[Excerpted passage]
▬▬▬▬▬▬▬▬▬▬
Looks good KK, should fill out some more too. Tick tock tick tock, good things come to those that wait, right?


----------



## Tater

Wow is all I can say. They are so tall and just amazing.  Now that mine are starting to flower I appreciate even more looking at other peoples grows.  I can't wait for my buds to start filling out so I can post amazing pics like that.


----------



## smokybear

Things are looking great so far. Those are going to be some big buds here soon. I can't wait to see them in a few weeks. Keep us posted on the fantastic work. Take care and be safe.


----------



## Kupunakane

Yeppers,
  Each plant has two main stalks, but each plant also has two additional stalks that are only half that tall,  so they are sorta hard to see in the pics, but they are there, and they will add a lot of bud also. 
  Both these Sativa's are different from each other so it will be interesting to see what each will be like, and what each will do as far as taste and buzz.
 The thinner one on the right is also far more sensitive to nutes and burned if I just looked at it cross-eyed, so it has been a delicate dance.
▬▬▬▬▬▬▬▬▬▬
Records of labeled points:
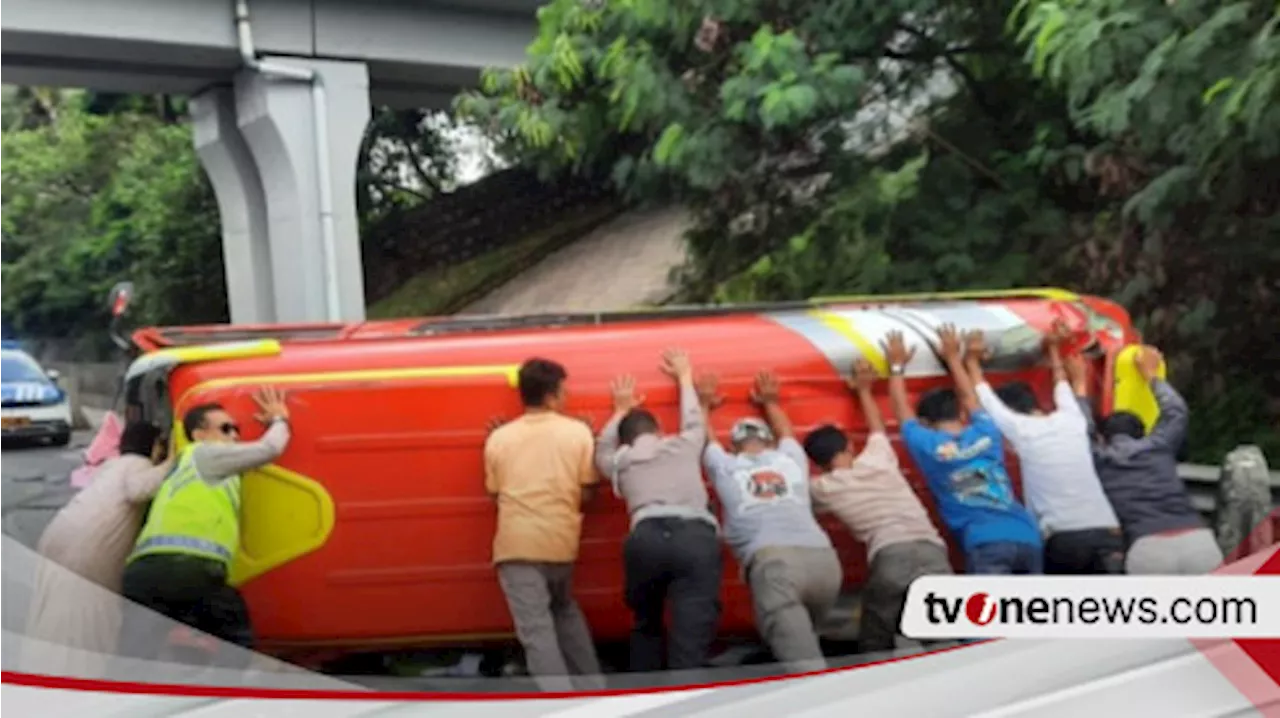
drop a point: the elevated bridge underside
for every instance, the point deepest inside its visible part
(280, 152)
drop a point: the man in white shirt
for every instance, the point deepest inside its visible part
(869, 495)
(786, 557)
(1060, 483)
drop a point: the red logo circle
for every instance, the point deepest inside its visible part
(979, 609)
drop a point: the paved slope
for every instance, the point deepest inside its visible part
(620, 265)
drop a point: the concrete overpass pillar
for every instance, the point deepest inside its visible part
(277, 120)
(241, 205)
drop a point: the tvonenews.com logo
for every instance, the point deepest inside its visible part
(983, 609)
(959, 607)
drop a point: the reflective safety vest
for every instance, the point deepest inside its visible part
(191, 516)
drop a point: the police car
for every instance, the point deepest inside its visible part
(32, 405)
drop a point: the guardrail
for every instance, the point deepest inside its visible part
(1202, 483)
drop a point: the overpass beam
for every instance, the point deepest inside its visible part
(278, 122)
(241, 205)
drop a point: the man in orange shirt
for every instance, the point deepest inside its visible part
(539, 467)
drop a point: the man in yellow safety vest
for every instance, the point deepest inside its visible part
(183, 554)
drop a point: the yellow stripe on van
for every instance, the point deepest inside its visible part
(510, 371)
(286, 515)
(1132, 393)
(222, 351)
(1051, 293)
(845, 328)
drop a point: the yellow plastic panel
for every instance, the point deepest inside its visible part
(283, 516)
(286, 515)
(1133, 393)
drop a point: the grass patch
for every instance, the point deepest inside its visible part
(447, 289)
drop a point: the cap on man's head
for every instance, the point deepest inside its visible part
(750, 429)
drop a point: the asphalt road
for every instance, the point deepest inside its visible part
(35, 483)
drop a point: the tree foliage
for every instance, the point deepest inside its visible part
(94, 199)
(828, 146)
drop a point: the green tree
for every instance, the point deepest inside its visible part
(1184, 100)
(849, 146)
(90, 200)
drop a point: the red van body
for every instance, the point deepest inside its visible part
(398, 449)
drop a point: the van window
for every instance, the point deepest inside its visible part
(19, 369)
(147, 396)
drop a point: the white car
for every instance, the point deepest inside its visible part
(32, 405)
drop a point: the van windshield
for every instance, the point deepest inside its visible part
(19, 369)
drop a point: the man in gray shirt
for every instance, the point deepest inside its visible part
(183, 556)
(673, 552)
(1139, 475)
(786, 557)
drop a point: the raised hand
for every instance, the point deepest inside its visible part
(766, 390)
(272, 405)
(950, 342)
(1077, 373)
(976, 346)
(675, 364)
(625, 397)
(708, 390)
(895, 350)
(863, 378)
(1059, 333)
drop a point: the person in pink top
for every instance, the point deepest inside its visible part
(76, 611)
(869, 495)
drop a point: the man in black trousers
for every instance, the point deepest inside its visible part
(673, 550)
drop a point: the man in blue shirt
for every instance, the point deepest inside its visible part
(961, 454)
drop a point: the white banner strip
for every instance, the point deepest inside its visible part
(1093, 607)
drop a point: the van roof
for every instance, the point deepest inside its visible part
(163, 337)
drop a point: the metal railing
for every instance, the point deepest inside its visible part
(1202, 483)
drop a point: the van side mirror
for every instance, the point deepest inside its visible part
(119, 298)
(119, 302)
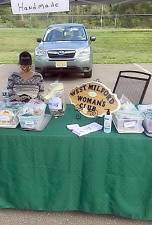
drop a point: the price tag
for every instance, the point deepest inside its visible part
(55, 103)
(130, 124)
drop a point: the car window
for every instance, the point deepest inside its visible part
(65, 34)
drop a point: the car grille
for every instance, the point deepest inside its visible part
(61, 54)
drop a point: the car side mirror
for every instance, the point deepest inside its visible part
(92, 38)
(39, 40)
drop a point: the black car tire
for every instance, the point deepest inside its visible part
(88, 74)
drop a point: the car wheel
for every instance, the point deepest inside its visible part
(88, 74)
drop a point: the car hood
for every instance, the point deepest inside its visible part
(59, 45)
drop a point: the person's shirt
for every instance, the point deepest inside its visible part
(23, 90)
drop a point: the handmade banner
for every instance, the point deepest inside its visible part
(94, 99)
(39, 6)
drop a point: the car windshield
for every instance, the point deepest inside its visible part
(65, 34)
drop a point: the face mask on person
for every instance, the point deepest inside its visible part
(25, 68)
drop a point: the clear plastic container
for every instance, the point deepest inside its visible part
(128, 122)
(148, 121)
(30, 122)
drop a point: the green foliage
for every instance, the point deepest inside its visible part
(90, 15)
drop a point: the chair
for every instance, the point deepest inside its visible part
(133, 84)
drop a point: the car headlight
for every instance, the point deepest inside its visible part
(40, 52)
(83, 52)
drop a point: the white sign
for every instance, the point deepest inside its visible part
(39, 6)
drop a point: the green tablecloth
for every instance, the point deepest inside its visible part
(55, 170)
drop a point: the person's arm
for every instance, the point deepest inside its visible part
(10, 85)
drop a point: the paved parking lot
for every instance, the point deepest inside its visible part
(106, 73)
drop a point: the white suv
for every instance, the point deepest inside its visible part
(64, 47)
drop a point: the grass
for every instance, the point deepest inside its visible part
(111, 46)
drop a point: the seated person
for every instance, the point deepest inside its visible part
(25, 84)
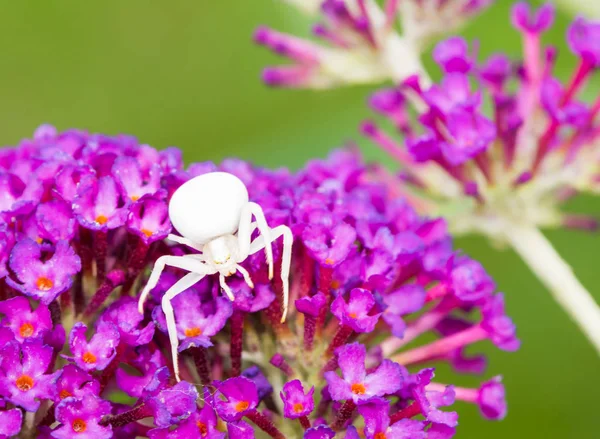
▬▬▬▬▬▬▬▬▬▬
[Exercise brief] Can you write out everything in the forum thread from "Wow is all I" down to "pics like that.", swapping "flower" for "bloom"?

[Solution to this exercise]
Wow is all I can say. They are so tall and just amazing.  Now that mine are starting to bloom I appreciate even more looking at other peoples grows.  I can't wait for my buds to start filling out so I can post amazing pics like that.